> **REQUEST A**
Answer these questions from the password article below:
(i) For which accounts does it say to use unique passwords at a minimum?
(ii) What reason does it give for counting email accounts as "important accounts"?
(iii) What string does it offer as something like the writer's online banking password?
> **REQUEST B**
Go on with the article on managing passwords below, picking up after its final sentence.

> **STUDY TEXT**
You just got hacked, and it wasn’t your fault.
If you’re using one password everywhere, the hackers now know it.
There can’t be only one
The bottom line is that using one password everywhere is a risk you shouldn’t allow.
At a minimum, use unique passwords for your important accounts, like banking and other financially-related activities.
Don’t forget that all of your email accounts are “important accounts”, particularly if they can be used for password recovery on other accounts. All a hacker need do is hack your email account, then run over to some other account and request a password reset to be emailed to the email account they now control.
Managing lots of passwords
Whenever I talk about giving each login a different, strong password, people object (often strongly): “This makes no sense at all, no way am I going to remember all those passwords, especially if you’re going to insist that they’re complex on top of everything else.”
You don’t have to.
For example, I don’t know my online banking password. I just don’t. Who’s going to remember something like yFK86jk8q45B? (And no, that’s not it, I said something like…).

> **INFORMATION PROVIDED**
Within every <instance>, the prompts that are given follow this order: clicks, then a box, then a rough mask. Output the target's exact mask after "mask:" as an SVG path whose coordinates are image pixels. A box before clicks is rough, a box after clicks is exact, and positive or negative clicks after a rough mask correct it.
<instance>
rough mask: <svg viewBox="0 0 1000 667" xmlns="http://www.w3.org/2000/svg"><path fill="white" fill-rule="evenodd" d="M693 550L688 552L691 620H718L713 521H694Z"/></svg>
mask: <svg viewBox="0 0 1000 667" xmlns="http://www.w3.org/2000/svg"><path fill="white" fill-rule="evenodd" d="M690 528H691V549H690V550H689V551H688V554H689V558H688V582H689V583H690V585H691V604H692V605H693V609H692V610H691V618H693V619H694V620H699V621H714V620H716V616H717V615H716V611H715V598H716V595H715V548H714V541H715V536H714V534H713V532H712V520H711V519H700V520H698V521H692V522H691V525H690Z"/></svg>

> **WRITTEN RESPONSE A**
(i) Important accounts, like banking and other financially-related activities.
(ii) They can be used for password recovery on other accounts.
(iii) yFK86jk8q45B

> **WRITTEN RESPONSE B**
Yet I use my account frequently.
Let your computer do the remembering for you.
I’m a big fan of password management programs, in particular LastPass.
It creates a secure databases of your login IDs and passwords, and stores them so that only you can get at them with your single, master password. (And yes, that password needs to be strong and memorable.)
It eases the entire process of logging in by filling in the user ID and password for you; you don’t even need to know what they are.
It uses strong encryption to keep your password database secure on your machine(s) and supports synchronizing or accessing that database across multiple machines and mobile devices.
And it enables you to use different and strong passwords on every site you care to use.